Trecho selecionado ▸
=-=-=

Os 118 cardeais que se preparam para participar, a partir do dia 15 de março, do conclave que elegerá o 266o. papa da história, não têm dúvida. Estão diante de um desafio muito maior do que simplesmente escolher o líder máximo da religião mais influente do mundo ocidental e de uma legião de 1,2 bilhão de fiéis. Com a renúncia, e as desconcertantes declarações de Bento XVI, que expôs as chagas e mazelas do Vaticano em público, ainda pulsantes, os religiosos têm em suas mãos a possibilidade de corrigir os rumos da Igreja e colocar a barca de Pedro novamente em águas calmas. Resta saber qual seria o perfil ideal de pontífice para este momento tão delicado – dos católicos e do mundo.

=-=-=

Tarefa 1 ▸ Segundo o trecho sobre o conclave, quantos cardeais se preparam para participar da eleição do novo papa?
A listagem não tem nenhuma relação com o trecho.

Listagem de dados ▸
=-=-=

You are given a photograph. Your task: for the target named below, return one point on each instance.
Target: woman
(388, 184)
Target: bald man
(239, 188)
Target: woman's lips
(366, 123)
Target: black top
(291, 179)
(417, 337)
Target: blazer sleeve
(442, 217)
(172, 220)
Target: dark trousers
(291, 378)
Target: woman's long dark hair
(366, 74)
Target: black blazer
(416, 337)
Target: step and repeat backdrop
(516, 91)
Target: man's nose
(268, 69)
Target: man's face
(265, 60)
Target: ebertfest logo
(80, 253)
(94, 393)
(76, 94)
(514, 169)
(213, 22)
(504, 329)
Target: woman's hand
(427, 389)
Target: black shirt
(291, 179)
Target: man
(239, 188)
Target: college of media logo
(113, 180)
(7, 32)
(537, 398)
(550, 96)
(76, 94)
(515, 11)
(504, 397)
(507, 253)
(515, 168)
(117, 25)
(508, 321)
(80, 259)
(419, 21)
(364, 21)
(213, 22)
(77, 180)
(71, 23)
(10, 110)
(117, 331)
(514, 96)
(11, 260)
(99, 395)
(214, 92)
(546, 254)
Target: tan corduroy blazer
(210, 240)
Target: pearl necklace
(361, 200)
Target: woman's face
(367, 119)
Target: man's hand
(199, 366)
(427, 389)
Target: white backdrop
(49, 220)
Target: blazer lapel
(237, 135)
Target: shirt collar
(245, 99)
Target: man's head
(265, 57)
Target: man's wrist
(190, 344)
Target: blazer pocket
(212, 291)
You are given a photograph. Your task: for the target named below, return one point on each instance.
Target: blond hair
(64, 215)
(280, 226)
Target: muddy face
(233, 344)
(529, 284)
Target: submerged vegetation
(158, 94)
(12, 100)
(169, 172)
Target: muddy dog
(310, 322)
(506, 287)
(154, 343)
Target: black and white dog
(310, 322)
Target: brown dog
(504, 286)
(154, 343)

=-=-=

Tarefa 2 ▸ Converta em uma tabela Markdown as linhas da listagem, da linha com "Target: tan corduroy blazer" até o fim da listagem, incluindo ambas as extremidades. Use as colunas Número e Linha e deixe de fora as linhas em branco.

Resultado do exercício 1 ▸ São 118 cardeais.

Resultado do exercício 2 ▸
| Número | Linha |
|---|---|
| 1 | Target: tan corduroy blazer |
| 2 | (210, 240) |
| 3 | Target: pearl necklace |
| 4 | (361, 200) |
| 5 | Target: woman's face |
| 6 | (367, 119) |
| 7 | Target: man's hand |
| 8 | (199, 366) |
| 9 | (427, 389) |
| 10 | Target: white backdrop |
| 11 | (49, 220) |
| 12 | Target: blazer lapel |
| 13 | (237, 135) |
| 14 | Target: shirt collar |
| 15 | (245, 99) |
| 16 | Target: man's head |
| 17 | (265, 57) |
| 18 | Target: man's wrist |
| 19 | (190, 344) |
| 20 | Target: blazer pocket |
| 21 | (212, 291) |
| 22 | You are given a photograph. Your task: for the target named below, return one point on each instance. |
| 23 | Target: blond hair |
| 24 | (64, 215) |
| 25 | (280, 226) |
| 26 | Target: muddy face |
| 27 | (233, 344) |
| 28 | (529, 284) |
| 29 | Target: submerged vegetation |
| 30 | (158, 94) |
| 31 | (12, 100) |
| 32 | (169, 172) |
| 33 | Target: muddy dog |
| 34 | (310, 322) |
| 35 | (506, 287) |
| 36 | (154, 343) |
| 37 | Target: black and white dog |
| 38 | (310, 322) |
| 39 | Target: brown dog |
| 40 | (504, 286) |
| 41 | (154, 343) |